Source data
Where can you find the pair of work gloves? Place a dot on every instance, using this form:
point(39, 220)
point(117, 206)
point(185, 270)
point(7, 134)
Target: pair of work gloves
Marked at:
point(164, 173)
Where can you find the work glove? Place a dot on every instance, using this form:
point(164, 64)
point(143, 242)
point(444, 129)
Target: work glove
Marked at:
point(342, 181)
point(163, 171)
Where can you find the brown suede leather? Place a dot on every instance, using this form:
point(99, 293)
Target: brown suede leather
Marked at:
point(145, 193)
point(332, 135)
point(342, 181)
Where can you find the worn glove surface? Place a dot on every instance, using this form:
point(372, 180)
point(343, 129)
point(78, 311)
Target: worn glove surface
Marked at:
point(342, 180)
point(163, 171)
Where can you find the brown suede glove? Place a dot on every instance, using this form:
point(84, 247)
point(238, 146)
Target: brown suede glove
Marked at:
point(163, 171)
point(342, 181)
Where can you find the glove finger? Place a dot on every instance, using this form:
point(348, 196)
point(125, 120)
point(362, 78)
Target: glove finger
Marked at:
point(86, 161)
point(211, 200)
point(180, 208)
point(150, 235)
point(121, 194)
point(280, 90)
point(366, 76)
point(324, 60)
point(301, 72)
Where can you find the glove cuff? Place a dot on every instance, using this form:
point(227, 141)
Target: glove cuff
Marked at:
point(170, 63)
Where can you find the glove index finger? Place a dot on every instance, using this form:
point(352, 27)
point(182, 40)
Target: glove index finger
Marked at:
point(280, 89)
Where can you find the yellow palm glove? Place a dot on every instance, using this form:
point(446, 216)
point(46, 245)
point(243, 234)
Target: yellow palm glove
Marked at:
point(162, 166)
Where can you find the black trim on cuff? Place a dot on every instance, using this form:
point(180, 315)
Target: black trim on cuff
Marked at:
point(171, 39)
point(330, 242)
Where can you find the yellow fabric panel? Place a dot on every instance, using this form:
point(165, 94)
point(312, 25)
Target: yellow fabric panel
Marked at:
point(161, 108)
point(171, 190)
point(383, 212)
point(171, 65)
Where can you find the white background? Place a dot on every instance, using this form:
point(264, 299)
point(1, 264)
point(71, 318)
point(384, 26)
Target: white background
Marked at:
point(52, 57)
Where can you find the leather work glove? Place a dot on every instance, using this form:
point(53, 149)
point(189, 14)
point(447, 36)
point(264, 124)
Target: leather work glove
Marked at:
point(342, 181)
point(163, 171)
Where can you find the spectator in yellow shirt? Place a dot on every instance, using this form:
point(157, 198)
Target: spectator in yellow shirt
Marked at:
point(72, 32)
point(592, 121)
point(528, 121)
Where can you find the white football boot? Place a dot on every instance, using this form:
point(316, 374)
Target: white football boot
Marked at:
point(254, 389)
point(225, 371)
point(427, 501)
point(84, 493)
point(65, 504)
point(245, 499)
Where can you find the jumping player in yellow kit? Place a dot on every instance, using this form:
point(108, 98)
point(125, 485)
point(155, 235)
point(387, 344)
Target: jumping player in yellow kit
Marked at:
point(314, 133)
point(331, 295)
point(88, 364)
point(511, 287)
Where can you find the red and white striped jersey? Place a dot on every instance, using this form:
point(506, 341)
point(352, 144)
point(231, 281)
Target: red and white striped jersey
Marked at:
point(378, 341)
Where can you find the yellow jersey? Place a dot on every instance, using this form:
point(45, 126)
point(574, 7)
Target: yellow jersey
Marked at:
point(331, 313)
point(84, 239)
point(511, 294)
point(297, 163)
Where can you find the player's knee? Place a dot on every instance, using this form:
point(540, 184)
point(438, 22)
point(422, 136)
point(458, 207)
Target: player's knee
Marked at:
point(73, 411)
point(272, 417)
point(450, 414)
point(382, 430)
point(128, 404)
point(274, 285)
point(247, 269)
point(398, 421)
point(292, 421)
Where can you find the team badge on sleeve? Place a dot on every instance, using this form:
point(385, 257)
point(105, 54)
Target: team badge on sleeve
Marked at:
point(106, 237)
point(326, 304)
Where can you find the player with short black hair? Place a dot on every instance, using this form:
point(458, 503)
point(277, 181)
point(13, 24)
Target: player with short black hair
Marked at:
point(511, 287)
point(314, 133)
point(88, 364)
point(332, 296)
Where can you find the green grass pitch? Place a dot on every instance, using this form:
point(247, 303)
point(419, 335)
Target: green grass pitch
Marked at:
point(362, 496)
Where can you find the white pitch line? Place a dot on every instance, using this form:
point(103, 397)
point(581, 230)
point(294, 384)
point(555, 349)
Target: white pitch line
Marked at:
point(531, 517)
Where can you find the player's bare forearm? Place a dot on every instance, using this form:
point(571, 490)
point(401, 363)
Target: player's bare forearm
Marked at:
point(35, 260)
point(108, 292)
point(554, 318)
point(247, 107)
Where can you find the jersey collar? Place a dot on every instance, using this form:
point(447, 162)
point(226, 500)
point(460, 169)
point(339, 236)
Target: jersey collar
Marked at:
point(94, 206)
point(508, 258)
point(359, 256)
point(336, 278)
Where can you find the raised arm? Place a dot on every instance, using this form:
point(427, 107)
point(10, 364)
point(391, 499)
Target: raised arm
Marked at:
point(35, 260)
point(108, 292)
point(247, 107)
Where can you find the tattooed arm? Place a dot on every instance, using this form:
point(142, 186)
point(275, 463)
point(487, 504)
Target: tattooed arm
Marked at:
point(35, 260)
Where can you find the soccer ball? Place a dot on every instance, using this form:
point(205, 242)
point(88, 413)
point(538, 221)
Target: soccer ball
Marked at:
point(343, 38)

> **Set problem**:
Please copy the source data again from its first line through the line with "point(164, 173)", requests included. Multiply each answer coordinate by 0.9 and round to whole numbers, with halves rounded up, and leave everything else unchanged.

> **Output of the exercise**:
Where can you find the pair of work gloves? Place a dot on every instance, using this form:
point(39, 220)
point(117, 206)
point(185, 270)
point(7, 134)
Target: pair of work gloves
Marked at:
point(148, 156)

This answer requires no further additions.